(Records for the task)

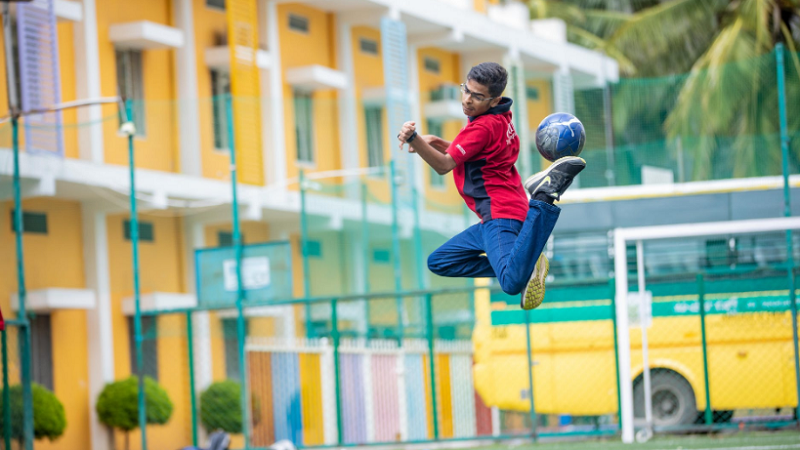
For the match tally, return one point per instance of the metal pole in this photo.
(648, 400)
(398, 274)
(304, 253)
(788, 212)
(336, 371)
(192, 387)
(419, 256)
(534, 429)
(137, 318)
(613, 291)
(24, 329)
(365, 251)
(701, 297)
(609, 123)
(432, 364)
(237, 245)
(6, 395)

(End Records for the task)

Instructions to follow: Print the material in full and exactly, minus the pictures.

Answer to this exercise:
For the match tally, return one point per instance of the metal pole in this photo.
(648, 400)
(398, 274)
(304, 253)
(788, 212)
(336, 371)
(192, 387)
(419, 256)
(534, 429)
(137, 318)
(613, 291)
(24, 329)
(365, 251)
(701, 297)
(609, 123)
(432, 364)
(237, 245)
(6, 395)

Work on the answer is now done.